Detection annotation records
━━━━━━━━

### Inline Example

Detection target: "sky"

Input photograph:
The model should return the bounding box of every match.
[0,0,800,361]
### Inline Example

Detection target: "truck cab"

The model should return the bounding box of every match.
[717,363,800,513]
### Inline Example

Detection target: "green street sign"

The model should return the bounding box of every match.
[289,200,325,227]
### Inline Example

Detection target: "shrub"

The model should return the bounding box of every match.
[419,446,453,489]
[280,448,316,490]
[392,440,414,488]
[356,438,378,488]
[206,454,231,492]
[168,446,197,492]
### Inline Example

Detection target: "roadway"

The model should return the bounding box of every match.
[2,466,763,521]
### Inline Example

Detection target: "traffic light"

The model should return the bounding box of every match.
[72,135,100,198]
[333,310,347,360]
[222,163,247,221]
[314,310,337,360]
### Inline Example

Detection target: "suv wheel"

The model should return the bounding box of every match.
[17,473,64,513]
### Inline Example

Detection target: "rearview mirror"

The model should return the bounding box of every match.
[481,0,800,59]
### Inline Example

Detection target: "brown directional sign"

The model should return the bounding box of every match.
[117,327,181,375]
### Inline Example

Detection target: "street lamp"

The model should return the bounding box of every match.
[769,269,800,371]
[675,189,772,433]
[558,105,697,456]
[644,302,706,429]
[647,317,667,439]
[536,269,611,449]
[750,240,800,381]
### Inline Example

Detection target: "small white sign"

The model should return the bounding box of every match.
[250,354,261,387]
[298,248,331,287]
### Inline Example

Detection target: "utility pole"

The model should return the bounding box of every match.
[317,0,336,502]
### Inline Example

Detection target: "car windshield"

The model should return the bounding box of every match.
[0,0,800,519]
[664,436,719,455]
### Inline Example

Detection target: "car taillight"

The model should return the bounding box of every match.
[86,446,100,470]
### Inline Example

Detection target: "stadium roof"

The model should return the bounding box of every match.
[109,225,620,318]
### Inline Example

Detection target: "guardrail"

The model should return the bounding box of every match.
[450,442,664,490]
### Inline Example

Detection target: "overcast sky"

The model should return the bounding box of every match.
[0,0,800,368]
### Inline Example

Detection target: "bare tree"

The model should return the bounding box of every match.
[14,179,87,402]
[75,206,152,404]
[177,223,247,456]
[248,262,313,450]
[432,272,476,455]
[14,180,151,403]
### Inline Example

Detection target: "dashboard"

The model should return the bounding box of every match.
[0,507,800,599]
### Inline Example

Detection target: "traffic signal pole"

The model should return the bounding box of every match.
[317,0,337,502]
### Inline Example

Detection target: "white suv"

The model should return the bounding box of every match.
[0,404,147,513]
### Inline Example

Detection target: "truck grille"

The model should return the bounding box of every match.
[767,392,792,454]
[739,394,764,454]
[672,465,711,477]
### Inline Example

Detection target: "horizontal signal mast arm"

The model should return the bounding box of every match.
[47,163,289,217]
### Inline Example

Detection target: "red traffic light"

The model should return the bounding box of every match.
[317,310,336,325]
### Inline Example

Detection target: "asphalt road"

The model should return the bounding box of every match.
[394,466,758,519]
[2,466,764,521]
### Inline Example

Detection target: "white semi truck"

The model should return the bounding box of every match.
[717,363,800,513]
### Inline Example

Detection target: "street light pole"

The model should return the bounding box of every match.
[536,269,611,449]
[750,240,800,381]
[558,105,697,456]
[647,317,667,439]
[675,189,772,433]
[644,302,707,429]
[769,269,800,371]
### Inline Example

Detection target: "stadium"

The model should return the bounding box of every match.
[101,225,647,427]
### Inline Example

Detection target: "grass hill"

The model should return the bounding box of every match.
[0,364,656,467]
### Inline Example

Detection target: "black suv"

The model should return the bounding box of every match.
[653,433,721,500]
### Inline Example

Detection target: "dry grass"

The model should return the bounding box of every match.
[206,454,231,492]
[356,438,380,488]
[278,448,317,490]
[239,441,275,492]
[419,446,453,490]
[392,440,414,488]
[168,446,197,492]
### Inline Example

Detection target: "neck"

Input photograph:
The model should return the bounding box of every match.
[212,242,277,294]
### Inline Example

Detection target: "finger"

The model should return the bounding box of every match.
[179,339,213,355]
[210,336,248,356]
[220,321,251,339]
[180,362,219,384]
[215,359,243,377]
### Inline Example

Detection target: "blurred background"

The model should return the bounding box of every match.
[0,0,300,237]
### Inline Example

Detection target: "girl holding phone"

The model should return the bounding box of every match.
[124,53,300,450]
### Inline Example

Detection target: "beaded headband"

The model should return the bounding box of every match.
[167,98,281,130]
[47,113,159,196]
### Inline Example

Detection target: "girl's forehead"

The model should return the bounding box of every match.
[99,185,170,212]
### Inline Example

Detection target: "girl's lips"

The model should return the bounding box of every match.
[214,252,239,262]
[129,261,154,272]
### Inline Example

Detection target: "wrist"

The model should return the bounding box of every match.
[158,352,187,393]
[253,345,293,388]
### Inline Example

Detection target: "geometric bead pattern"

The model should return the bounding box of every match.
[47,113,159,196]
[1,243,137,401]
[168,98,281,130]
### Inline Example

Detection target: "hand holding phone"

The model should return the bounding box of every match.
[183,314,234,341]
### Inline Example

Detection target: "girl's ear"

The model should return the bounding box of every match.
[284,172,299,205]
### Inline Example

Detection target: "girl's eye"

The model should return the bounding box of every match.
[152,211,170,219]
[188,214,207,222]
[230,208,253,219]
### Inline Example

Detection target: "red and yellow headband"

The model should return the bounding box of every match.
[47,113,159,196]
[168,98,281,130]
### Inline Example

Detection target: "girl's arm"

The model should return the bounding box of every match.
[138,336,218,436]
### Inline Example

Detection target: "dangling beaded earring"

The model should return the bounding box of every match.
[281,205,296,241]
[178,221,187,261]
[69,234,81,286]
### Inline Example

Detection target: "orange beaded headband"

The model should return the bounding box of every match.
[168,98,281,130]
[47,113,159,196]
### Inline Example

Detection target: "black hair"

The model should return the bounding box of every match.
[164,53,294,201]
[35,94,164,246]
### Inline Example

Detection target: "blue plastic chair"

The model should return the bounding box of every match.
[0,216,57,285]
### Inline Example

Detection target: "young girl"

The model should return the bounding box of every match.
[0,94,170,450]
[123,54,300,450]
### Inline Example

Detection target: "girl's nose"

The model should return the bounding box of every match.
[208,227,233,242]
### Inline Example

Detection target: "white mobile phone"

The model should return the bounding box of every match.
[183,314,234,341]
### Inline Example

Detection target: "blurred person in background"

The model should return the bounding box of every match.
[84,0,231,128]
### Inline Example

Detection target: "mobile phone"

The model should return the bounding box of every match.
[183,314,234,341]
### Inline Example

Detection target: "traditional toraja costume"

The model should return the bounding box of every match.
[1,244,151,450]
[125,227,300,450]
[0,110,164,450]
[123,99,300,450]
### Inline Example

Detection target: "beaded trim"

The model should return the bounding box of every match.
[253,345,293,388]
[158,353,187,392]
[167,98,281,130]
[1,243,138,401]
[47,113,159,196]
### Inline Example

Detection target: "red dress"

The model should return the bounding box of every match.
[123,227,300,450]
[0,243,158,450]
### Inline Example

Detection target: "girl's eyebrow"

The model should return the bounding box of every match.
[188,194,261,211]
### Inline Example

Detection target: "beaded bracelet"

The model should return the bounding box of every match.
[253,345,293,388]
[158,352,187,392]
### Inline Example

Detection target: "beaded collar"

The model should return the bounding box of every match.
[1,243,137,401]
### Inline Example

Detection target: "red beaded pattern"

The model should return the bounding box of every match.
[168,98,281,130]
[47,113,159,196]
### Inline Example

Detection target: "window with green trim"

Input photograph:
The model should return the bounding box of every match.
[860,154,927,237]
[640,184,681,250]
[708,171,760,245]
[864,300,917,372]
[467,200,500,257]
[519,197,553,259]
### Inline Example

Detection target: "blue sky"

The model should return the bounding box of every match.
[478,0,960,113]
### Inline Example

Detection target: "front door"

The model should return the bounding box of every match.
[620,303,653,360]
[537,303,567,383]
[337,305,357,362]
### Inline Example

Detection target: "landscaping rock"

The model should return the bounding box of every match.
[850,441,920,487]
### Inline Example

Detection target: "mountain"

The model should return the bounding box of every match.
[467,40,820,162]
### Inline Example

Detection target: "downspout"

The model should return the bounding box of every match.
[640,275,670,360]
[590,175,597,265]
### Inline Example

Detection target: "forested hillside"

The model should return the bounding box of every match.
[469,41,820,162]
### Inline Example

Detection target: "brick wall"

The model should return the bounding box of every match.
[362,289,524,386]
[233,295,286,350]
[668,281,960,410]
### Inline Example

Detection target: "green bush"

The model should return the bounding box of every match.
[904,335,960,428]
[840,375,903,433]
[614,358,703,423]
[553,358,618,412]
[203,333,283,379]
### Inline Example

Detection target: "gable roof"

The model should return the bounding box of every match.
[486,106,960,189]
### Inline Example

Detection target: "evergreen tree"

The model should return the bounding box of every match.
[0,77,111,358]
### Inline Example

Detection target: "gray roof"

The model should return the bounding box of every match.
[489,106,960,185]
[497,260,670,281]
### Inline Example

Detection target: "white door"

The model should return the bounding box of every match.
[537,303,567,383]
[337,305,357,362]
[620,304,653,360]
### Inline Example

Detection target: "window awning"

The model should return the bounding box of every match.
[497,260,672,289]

━━━━━━━━

*What to produce*. Count the lines in the rows above that contain the string "grass", and reply with the number alone.

*Answer*. 2